[Dataset records]
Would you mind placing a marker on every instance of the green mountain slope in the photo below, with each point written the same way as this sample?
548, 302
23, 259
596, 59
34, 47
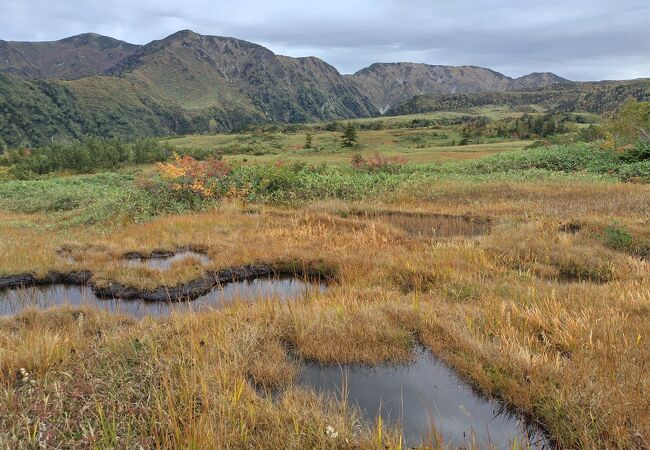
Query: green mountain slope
70, 58
388, 85
597, 97
198, 71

▸ **Exercise details**: Without the pictures, please output every record exactly.

▸ **Output for this exercise**:
Would you mind placing a marker on every instance of the green mountain slope in the photo below, with each point written the same way as this sample?
548, 302
23, 259
596, 59
34, 47
Query: green mountain slope
70, 58
388, 85
597, 97
198, 71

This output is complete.